(Pointing records)
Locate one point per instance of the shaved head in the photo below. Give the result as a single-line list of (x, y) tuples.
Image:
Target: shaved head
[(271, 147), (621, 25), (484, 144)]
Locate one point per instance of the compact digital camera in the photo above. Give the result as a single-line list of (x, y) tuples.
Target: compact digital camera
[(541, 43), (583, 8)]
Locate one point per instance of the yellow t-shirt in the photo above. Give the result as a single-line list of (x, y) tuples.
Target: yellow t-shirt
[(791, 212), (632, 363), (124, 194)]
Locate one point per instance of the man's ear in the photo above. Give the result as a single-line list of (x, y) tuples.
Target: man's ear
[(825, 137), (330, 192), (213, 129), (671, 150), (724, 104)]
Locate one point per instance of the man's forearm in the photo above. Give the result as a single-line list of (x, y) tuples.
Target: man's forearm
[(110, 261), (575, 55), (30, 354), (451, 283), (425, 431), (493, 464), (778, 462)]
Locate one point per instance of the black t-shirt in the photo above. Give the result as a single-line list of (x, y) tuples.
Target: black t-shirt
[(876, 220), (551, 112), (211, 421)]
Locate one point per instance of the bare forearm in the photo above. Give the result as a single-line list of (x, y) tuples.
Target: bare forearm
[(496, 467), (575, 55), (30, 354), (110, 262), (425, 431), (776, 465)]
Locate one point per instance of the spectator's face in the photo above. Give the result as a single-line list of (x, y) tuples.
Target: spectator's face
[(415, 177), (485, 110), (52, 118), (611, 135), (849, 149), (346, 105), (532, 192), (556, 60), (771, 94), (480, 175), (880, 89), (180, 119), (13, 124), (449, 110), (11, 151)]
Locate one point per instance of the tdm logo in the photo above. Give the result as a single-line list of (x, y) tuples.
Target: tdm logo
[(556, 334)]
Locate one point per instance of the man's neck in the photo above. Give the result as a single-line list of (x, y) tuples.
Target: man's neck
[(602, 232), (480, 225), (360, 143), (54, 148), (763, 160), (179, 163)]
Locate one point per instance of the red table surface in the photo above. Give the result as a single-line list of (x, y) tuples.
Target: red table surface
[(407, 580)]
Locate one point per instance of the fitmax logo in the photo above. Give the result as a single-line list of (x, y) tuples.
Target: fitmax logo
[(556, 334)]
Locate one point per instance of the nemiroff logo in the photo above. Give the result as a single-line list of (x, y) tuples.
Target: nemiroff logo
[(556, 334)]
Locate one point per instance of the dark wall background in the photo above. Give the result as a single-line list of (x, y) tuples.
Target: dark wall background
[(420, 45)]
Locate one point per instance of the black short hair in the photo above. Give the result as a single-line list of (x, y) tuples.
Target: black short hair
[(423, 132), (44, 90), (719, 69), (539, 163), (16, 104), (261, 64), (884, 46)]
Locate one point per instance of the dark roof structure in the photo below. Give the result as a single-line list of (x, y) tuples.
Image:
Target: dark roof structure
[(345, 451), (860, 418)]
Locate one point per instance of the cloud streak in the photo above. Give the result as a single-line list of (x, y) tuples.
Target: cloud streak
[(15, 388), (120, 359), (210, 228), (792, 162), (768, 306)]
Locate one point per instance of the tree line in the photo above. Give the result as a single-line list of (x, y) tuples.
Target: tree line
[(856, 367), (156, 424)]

**Aim**
Convert every line of the listing above into a numbered list, leaving out any blank lines.

**Task output**
1. Locate one point per instance of the shaved head in the photo below. Give the result as a single-line list of (x, y) tuples.
2. Image:
3. Target: shaved head
4. [(271, 147), (621, 25), (484, 144)]
5. Locate one point per instance of the compact digital camera in the photo above. Give the result as a single-line list of (x, y) tuples.
6. Target: compact digital camera
7. [(541, 43), (583, 8)]
8. Locate one point per instance of the yellow t-shirt in the photo above. Give the result as a single-line list of (x, y) tuples.
9. Target: yellow t-shirt
10. [(791, 212), (632, 363), (124, 194)]
11. Locate one point per instance of the man's ear in the photo above. Give the result as a single-line list of (x, y) tuples.
12. Target: man's ear
13. [(825, 137), (330, 192), (213, 129), (671, 150), (724, 104)]
14. Locate one point per instance of the man's forearm in the photo above. Give the result as a single-line list of (x, y) tuples.
15. Target: man's forearm
16. [(110, 261), (575, 55), (30, 354), (451, 283), (425, 431), (493, 464), (778, 462)]
17. Locate one point per instance of the black t-shirt in the photo above. Give the result as a single-line list of (x, y) tuples.
18. Target: black t-shirt
19. [(876, 220), (551, 112), (211, 421)]
20. Locate one point per instance of the bare forearm in the photo above. Give the result as a single-line list of (x, y) tuples.
21. Target: bare forearm
22. [(496, 467), (575, 55), (30, 354), (110, 262), (425, 431), (776, 465)]
23. Locate one point per instance of the spectator's face in the photo above. Give the result as a single-line list of (x, y) tuples.
24. Target: spectator's face
25. [(415, 177), (485, 110), (52, 118), (611, 135), (849, 149), (346, 105), (532, 192), (556, 60), (771, 94), (480, 175), (880, 89), (180, 119), (13, 124), (449, 110), (11, 151)]
26. Locate one point per instance of the tdm logo in the photo above. Give the result as a single-line list of (x, y) tuples.
27. Target: tdm logo
28. [(556, 334)]
29. Locate one point per instance of the man's neck in the photo above. Give the result as a single-line list of (x, y) tuples.
30. Target: man's neck
31. [(602, 232), (480, 225), (360, 143), (54, 148), (763, 160), (179, 163)]
32. Locate one point per instance of the red table surface in the photo above. Give the result as a single-line list of (x, y) tuples.
33. Target: red table surface
34. [(407, 580)]
35. Locate one point per instance of the fitmax logo in the photo above. Give the result as a single-line list of (x, y) tuples.
36. Target: fitmax logo
37. [(556, 334)]
38. Locate one point per instance of the nemiroff logo in the photo above. Give the result as a single-line list of (x, y) tuples.
39. Target: nemiroff logo
40. [(556, 334)]
41. Locate one point per instance of the dark wall background in the photo above. Give the result as a single-line list of (x, y) tuples.
42. Target: dark wall background
43. [(420, 45)]
44. Locate one point per instance of the black short hair in the photo above. Give the result as a single-line list of (x, y) tuples.
45. Target: black short hair
46. [(423, 132), (44, 90), (719, 69), (539, 163), (16, 104), (261, 64), (884, 46)]
47. Locate one point per instance of the dark roof structure in the photo below. Give the result as a single-line list of (x, y) tuples.
48. Image:
49. Target: dark roof structure
50. [(345, 451), (860, 418)]
51. Locate one point per instance of the cloud streak in the photo above. Give the result as a single-line list of (x, y) tuples.
52. Target: cloud streak
53. [(15, 388), (120, 359), (210, 228), (792, 162), (768, 306)]
54. Locate one point per instance of the tree line in the photo above. Give the result as a single-line list of (x, y) tuples.
55. Target: tree line
56. [(856, 367), (156, 424)]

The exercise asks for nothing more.